▶ [WORK ITEM]
Where does the string "target" occur in the records below? Copy every line that holds it.

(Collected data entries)
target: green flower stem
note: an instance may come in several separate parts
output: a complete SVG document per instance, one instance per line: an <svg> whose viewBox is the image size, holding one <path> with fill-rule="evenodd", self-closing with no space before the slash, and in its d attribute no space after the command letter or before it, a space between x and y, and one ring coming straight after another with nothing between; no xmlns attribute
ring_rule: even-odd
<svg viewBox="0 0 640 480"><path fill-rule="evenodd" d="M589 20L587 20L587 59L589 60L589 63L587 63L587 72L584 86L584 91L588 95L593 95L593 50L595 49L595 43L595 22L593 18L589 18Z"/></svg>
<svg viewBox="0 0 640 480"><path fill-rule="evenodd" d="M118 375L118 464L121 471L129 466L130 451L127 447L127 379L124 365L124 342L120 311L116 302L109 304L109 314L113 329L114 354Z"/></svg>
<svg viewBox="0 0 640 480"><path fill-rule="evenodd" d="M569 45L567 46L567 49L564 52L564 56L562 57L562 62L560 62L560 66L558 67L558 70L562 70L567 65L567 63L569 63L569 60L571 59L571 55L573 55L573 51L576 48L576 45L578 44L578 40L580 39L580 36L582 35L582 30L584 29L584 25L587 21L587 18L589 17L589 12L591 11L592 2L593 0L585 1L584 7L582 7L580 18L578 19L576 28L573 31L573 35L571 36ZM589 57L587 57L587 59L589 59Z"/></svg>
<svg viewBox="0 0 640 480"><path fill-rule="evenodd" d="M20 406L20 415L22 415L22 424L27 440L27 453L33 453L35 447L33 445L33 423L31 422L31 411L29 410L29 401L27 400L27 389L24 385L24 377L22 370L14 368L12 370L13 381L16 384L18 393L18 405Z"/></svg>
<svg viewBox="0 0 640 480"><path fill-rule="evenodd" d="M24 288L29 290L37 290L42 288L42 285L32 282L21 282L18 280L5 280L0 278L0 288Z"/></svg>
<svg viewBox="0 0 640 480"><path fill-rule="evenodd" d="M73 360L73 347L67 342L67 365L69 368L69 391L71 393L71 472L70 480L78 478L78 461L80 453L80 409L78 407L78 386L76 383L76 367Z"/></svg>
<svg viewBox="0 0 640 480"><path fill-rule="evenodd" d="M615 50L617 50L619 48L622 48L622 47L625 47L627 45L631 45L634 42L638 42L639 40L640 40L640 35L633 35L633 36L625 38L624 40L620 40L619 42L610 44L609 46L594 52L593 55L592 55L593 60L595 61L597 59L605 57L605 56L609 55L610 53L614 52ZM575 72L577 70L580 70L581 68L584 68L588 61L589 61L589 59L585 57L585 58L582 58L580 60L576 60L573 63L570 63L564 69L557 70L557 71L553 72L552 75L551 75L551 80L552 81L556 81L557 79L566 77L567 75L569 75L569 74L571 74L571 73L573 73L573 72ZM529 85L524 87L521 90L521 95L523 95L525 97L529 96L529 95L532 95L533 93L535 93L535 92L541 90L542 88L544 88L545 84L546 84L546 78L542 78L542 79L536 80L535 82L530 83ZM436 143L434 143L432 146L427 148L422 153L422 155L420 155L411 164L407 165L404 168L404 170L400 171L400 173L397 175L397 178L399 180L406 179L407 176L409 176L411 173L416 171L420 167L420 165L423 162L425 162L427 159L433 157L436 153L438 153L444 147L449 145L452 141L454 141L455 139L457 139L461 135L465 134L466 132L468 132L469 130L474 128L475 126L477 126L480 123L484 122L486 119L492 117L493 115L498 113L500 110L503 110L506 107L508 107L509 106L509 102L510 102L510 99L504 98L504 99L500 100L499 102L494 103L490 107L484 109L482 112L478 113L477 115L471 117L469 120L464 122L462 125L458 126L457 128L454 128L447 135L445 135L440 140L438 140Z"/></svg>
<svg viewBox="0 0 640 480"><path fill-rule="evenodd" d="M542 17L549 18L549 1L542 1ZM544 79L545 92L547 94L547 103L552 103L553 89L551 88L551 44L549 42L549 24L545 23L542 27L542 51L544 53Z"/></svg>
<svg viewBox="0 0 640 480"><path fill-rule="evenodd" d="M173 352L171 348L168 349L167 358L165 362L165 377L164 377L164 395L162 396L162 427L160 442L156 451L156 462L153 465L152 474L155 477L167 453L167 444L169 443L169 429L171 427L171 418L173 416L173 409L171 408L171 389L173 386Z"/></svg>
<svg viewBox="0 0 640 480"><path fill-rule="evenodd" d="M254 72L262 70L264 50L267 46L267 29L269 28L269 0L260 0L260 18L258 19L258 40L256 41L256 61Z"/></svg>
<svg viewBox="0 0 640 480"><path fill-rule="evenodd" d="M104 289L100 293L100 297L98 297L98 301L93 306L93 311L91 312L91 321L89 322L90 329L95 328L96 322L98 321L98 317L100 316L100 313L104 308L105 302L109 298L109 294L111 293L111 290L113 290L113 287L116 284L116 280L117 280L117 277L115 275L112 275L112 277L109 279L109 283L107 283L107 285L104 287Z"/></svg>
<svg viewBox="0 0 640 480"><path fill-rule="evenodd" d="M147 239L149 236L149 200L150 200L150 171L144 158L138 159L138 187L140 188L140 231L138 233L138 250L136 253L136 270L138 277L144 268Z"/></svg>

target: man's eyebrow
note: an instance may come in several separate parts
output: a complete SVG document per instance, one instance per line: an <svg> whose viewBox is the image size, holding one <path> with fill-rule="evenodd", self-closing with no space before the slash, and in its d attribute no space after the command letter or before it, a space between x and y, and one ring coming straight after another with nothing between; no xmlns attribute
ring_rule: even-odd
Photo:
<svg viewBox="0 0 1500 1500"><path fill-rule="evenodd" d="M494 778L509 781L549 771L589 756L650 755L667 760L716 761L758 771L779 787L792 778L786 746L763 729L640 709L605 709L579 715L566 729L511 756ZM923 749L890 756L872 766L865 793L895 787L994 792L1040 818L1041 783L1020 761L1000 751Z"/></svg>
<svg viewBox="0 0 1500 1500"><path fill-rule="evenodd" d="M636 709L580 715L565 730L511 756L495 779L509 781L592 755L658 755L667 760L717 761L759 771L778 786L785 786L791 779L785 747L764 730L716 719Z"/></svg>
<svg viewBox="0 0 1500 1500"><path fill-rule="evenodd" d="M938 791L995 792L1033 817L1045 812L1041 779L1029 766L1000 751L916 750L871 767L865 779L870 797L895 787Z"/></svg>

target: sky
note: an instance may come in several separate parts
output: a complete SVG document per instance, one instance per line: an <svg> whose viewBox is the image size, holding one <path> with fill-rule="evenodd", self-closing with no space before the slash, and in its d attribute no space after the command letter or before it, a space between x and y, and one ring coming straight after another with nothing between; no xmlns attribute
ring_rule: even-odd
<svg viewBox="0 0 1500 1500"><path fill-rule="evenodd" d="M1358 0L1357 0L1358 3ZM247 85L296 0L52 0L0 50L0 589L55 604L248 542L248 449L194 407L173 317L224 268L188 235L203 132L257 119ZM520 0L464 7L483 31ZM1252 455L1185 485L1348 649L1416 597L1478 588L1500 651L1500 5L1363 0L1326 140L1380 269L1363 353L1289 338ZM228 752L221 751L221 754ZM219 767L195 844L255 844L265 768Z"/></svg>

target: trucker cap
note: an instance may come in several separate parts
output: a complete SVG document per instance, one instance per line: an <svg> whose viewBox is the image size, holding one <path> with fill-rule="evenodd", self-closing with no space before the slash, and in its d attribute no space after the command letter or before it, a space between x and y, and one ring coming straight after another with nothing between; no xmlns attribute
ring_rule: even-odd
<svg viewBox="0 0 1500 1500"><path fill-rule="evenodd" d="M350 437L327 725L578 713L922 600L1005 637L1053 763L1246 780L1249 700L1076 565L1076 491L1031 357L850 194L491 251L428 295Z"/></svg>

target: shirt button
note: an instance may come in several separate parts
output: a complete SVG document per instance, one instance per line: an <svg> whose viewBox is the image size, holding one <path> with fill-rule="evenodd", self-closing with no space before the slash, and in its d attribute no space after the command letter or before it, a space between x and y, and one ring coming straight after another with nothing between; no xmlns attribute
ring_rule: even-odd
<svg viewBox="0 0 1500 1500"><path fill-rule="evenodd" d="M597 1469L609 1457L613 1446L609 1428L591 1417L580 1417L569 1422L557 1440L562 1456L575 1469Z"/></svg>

▶ [YOUR SOLUTION]
target: green flower stem
target: man's eyebrow
target: sky
target: trucker cap
target: shirt button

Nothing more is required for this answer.